DOCUMENT TEXT:
South Africa

Africa, South Africa

What about Namibia? Challenging SA’s monopoly on Apartheid’s legacy

What about Namibia? Challenging SA’s monopoly on Apartheid’s legacy

In the years I have spent in this country, I have yet to meet a South African who was aware of the fact that Apartheid had its grip on Namibia. This points to an education system that has let down not only its students but also an entire nation of people. By NDAPWA ALWEENDO.

The date of 21 March is painfully significant for many South Africans. It is an unforgettable and ugly mark on the nation’s shared history. The Sharpeville massacre is a memory that cannot be allowed to be forgotten, especially as we consider the ways in which the state is, once again, mobilising against the human beings who try to live decent and dignified lives in this country. The events at Sharpeville on that particular day were in many ways a catalyst for the international condemnation of Apartheid and for the militarisation of the Apartheid struggle.

MATERIAL SUPPLIED:
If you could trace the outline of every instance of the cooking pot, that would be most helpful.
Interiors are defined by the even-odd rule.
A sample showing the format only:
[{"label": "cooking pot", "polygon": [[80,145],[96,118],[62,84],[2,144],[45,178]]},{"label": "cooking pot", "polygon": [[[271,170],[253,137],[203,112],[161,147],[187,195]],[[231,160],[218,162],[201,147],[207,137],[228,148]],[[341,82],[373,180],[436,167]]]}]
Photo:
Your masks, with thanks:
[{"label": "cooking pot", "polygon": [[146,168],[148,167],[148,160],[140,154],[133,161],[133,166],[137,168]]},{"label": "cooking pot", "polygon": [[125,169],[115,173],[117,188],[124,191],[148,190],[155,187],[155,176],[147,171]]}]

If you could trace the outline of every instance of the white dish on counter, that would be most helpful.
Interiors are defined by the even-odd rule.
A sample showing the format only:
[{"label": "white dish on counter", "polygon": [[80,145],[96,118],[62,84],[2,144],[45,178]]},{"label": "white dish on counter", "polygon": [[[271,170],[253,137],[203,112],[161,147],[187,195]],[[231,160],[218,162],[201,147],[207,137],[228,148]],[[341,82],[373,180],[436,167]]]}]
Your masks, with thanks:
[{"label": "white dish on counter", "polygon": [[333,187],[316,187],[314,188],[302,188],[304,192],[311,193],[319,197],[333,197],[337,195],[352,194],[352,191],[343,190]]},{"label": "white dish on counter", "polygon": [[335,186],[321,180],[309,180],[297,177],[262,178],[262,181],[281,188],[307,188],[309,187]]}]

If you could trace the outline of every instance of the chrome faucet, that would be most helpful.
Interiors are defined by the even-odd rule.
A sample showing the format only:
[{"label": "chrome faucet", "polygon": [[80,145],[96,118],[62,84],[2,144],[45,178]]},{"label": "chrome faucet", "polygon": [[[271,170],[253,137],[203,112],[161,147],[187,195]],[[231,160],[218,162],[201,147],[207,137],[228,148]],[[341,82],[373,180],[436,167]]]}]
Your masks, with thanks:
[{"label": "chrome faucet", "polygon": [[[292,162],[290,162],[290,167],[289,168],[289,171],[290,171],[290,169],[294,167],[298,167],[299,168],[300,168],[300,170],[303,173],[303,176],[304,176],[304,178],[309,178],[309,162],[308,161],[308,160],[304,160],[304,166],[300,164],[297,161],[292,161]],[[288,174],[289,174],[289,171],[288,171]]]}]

JOB:
Please carry on the essay on Apartheid's legacy in Namibia, picking up right after its last sentence. The lines above play no part in the work here.

RESPONSE FOR THIS EXERCISE:
For others, and particularly for Namibians, 21 March has significance beyond Human Rights Day. On that day in Windhoek in 1990, the South African flag was lowered for the last time and replaced by a flag for the newly independent Namibia. This event was witnessed both by Namibians, and by those around the world who had opposed South Africa’s oppressive exertion of power. Although little more than a month out of Robben Island, Nelson Mandela was present. FW de Klerk was also there, as an “advocate of peace”. It was a day that was clearly important for South Africans, at the very least as a step towards the eventual freedom of their own country. Twenty-five years later, this seems all but erased from the national memory.

Being what some call a ‘foreign national’ in South Africa is a surreal experience. On the one hand, there is an enhanced visibility to contend with. Those who cannot lay ‘legitimate’ claim to this country, and who are not lucky (and white) enough to be considered expats, face constant reminders that they don’t belong here. The supposedly harmless jokes about people from other countries, the president’s own ignorance about the state of roads in countries not far enough to excuse such obliviousness, the (only sometimes) unspoken assertion that South Africa is the best country in Africa – these micro-aggressions indicate clearly how little South Africans as a whole tend to think of the rest of the continent.

This sense of exceptionalism, together with the one-dimensional stereotypes about those ‘above the border’, can make the lives of black non-South Africans tedious and sometimes dangerous.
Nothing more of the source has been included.